# Freeze Dried Foods Scam



## amanda (Feb 28, 2013)

I've been shopping for freeze dried foods and all the name brands sell their products as "servings of food" but they do not tell you how many calories are in a serving. 

For example, if I were buy the "7 Day Ultimate Emergency Meal Kit" from WISE Foods for $124.99, I would expect to get 7 days of food at a cost of $17.86 per day. When you add up the total calories in the kit there are only 4,640 calories. That means if you eat 2000 calories per day you'll run out of food in less than 3 days for an actual cost of 54.34 per day. If you make the kit last 7 days you can only eat 662 calories per day!

This is something I would want to know before an emergency strikes and I find out I only have enough food for a fraction of the time that was advertised. This type of misleading advertising puts me and my family at risk.


----------



## DKRinAK (Nov 21, 2011)

I will agree with you Amanda - many companies (or their middlemen) will make the most outrageous claims.

I'm a fan of both Rainy Day foods and Mountain House - both clearly post, online no less, the package labels and Federal nutrition information.

Both of these vendors also show country of origin.

I WILL NOT buy food from China - and many of these smaller players source from China - itis worth asking, you may even get an answer.

You make a good point - ask before you buy - thanks for the post!


----------



## tsrwivey (Dec 31, 2010)

The reputable dealers have all their info on-line. I've seen some of those ads for emergency food cheap & I always envision opening a bucket of it to find a tiny amount of rice & bullion in ziplock sandwich Baggies.


----------



## memrymaker (Dec 12, 2012)

Shelf Reliance THRIVE foods also post the Federal Nutrition standards. They do source some foods from other countries, but specifically state they do not source from China and the products that are not made in the US are rejected if they do not meet the required standards.

I am with you on supporting US made products. I only buy from reputable companies in whose products I trust. It's good to know that those kind of retailers still exist.


----------



## Grimm (Sep 5, 2012)

This is the number one reason I don't store the fd food buckets. I do have the Wise 4 serving pouches but these are in our BOBs and the car kits. I prefer Thrive and Augason Farms #10 cans for over all long term food storage. We also can our own food so we don't rely only on the fd foods.


----------



## k0xxx (Oct 27, 2011)

I seem to remember someone filing a suit against Cosco over their three month food supply buckets. One bucket was supposed to feed one person for three months. If someone ate three meals a day, the buckets were said to have averaged something under 500 calories a day. The lawsuit provided figures stating that the average Nazi death camp prisoner received either 1300 or 1700 calories a day, depending on whether the were doing light labor or hard labor. The prisoners generally starved to death in about three months time.

If we do go through a severe SHTF situation, we could certainly find ourselves in the hard labor category as we did all of the manual labor needed to survive. That's something to consider when we are figuring how long our preps might last.


----------



## Halloween (Nov 24, 2012)

[QUOTE="I always envision opening a bucket of it to find a tiny amount of rice & bullion in ziplock sandwich Baggies.[/QUOTE]

Ok - now that is funny


----------



## Grimm (Sep 5, 2012)

- - - - -

Carry on the forum thread above about calorie counts in freeze-dried emergency food from the point where it stops.

_Recorded data_
- - - - -

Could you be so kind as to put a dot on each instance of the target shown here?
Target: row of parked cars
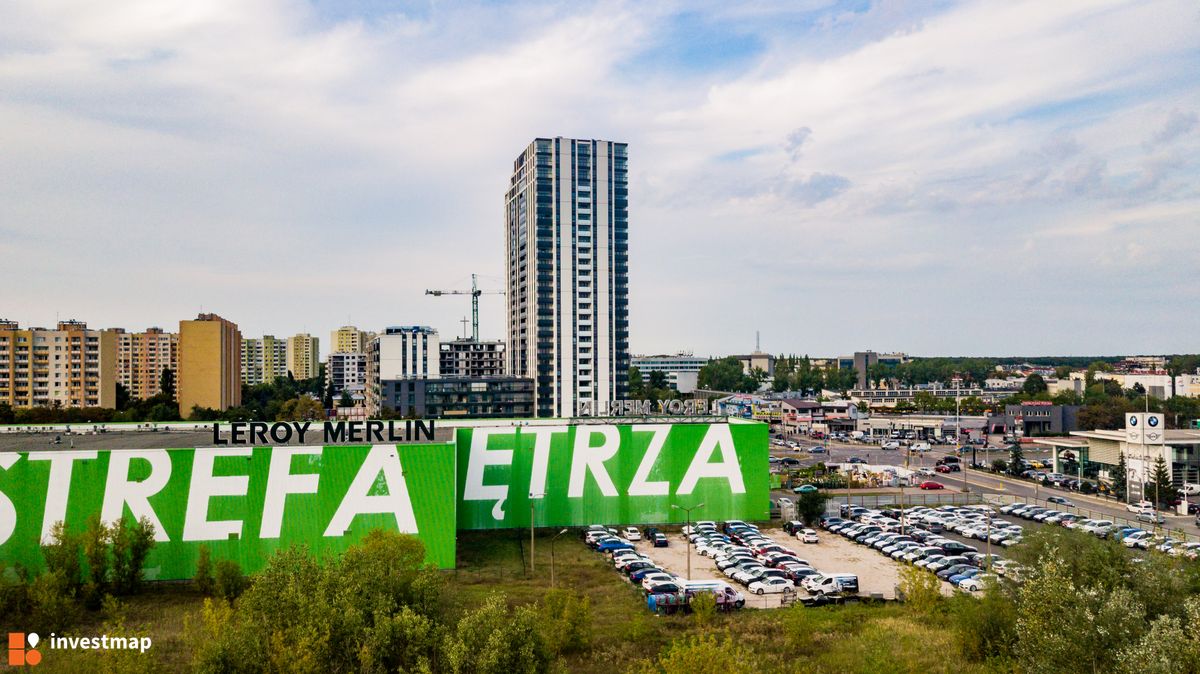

- - - - -

_Final result_
k0xxx said:


> I seem to remember someone filing a suit against Cosco over their three month food supply buckets. One bucket was supposed to feed one person for three months. If someone ate three meals a day, the buckets were said to have averaged something under 500 calories a day. The lawsuit provided figures stating that the average Nazi death camp prisoner received either 1300 or 1700 calories a day, depending on whether the were doing light labor or hard labor. The prisoners generally starved to death in about three months time.
> 
> If we do go through a severe SHTF situation, we could certainly find ourselves in the hard labor category as we did all of the manual labor needed to survive. That's something to consider when we are figuring how long our preps might last.


This is why my homemade "MRE"s in our BOBs consist of 2500-3500 calories a day.


----------



## Homegrowngirl (Apr 19, 2011)

I think I remember one add saying that those prepackaged meals for a day were equivalent to only two meals a day, not three. That's why I wouldn't buy into them pre determined meal packages. My family is big eaters, I buy the Augason #10 cans, and stock up on other essentials also, along with canning and drying my own.


----------



## alwaysready (May 16, 2012)

The wife and I were checking out some of those pre-packaged 72 hour containers at a local discount store. I believe the the price was around $59.00. She asked why I never buy them so I walked her over to the dry goods area and showed her that the same money would buy 110 lbs of rice another $59.00 would buy about 56 lbs of beans. So for the cost of 6 days of pre-packaged food I can have enough beans and rice to last for quite awhile. I recently bought 50 mylar bags and a couple hundred 02 absorbors. I'll do it myself I kind of like it that way.


----------



## Dakine (Sep 4, 2012)

I saw the same thing with various products and really appreciate the online info that shows calories per serving so I know exactly what I'm really buying.

This is one of things that prompted me to start making and vacuum sealing my own powdered scrambled eggs.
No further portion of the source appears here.